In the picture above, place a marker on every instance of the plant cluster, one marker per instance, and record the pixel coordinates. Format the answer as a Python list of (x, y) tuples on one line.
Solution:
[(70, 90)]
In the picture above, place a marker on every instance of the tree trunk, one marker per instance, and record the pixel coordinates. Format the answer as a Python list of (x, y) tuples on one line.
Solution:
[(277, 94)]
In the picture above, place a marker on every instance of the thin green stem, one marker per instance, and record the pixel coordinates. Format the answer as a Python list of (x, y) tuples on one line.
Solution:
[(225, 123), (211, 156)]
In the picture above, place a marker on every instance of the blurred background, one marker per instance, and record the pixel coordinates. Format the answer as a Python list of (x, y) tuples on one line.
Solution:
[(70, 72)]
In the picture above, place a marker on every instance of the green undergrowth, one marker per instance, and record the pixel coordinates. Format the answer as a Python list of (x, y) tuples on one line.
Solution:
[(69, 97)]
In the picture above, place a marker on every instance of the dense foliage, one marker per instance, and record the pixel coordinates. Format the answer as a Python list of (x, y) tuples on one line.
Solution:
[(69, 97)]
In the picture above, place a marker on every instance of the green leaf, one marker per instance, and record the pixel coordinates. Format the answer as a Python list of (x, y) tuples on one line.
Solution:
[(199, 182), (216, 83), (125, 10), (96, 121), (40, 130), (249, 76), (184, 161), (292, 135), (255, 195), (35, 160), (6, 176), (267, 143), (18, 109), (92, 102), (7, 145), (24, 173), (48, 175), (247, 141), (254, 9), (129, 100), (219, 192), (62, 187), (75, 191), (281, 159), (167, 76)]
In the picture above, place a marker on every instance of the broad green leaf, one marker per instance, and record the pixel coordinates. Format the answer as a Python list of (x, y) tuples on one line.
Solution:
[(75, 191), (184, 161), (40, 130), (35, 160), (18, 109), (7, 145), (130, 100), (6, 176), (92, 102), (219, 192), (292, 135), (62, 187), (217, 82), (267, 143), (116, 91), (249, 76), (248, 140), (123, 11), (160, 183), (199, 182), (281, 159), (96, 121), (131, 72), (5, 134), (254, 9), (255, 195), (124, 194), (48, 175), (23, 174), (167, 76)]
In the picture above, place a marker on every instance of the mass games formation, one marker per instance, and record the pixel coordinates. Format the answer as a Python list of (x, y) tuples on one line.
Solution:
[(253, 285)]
* * * * *
Convert all of the material above into a numbered list with one entry per line, and leave out any blank lines.

1. In the picture above, place a marker on every instance of the plant cluster, one marker per instance, and record the pixel coordinates. Format the answer as a Python list of (x, y) tuples on one line.
2. Solution:
3. [(70, 90)]
4. In the picture above, place a marker on every instance of the tree trunk, one marker per instance, and record the pixel coordinates. Format the answer as a Python list of (x, y) tuples on one line.
5. Solution:
6. [(277, 94)]
7. In the picture above, place a marker on every instance of the thin green stem, one marker per instance, and record the pixel coordinates. Format the answer as a Python list of (x, y) tuples on one line.
8. Solution:
9. [(225, 123), (211, 156)]
10. In the picture above, place a marker on every instance of the blurred background, one marker per instance, and record the pixel coordinates. Format the answer as a Python list of (x, y) tuples on one line.
11. Solution:
12. [(70, 72)]
13. In the picture above, place a marker on every instance of the green undergrowth, one marker per instance, and record the pixel coordinates. Format the answer as a Python list of (x, y) tuples on one line.
14. Solution:
15. [(69, 97)]
16. In the picture above, place a marker on every instance of the dense foliage, one marker per instance, and record the pixel coordinates. Format the answer as a Python list of (x, y) tuples on one line.
17. Solution:
18. [(69, 97)]
19. In the picture above, place a marker on every instance of the green leaf, one marker per instance, and record the pixel coordinates. Format the answer as a Python list of (x, y) tuples on one line.
20. Solution:
21. [(199, 182), (216, 83), (125, 10), (96, 121), (40, 130), (249, 76), (184, 161), (292, 135), (255, 195), (35, 160), (6, 176), (267, 143), (18, 109), (92, 102), (7, 145), (24, 173), (48, 175), (247, 141), (254, 9), (129, 100), (219, 192), (62, 187), (75, 191), (281, 159), (167, 76)]
22. In the picture above, place a marker on every instance of the broad green leaf, one marker per instance, and record the pixel coordinates. Format the answer as a Python list of (x, y) tuples on one line.
23. Solution:
24. [(75, 191), (184, 161), (40, 130), (35, 160), (18, 109), (7, 145), (130, 100), (6, 176), (92, 102), (219, 192), (292, 135), (62, 187), (217, 82), (267, 143), (116, 91), (249, 76), (248, 140), (123, 11), (160, 183), (199, 182), (281, 159), (96, 121), (131, 72), (5, 134), (254, 9), (255, 195), (124, 194), (48, 175), (23, 174), (167, 76)]
25. In the picture above, place a marker on every instance of the mass games formation, one marker per instance, and record the pixel coordinates. Format the answer as a Python list of (x, y) tuples on one line.
26. Solution:
27. [(253, 285)]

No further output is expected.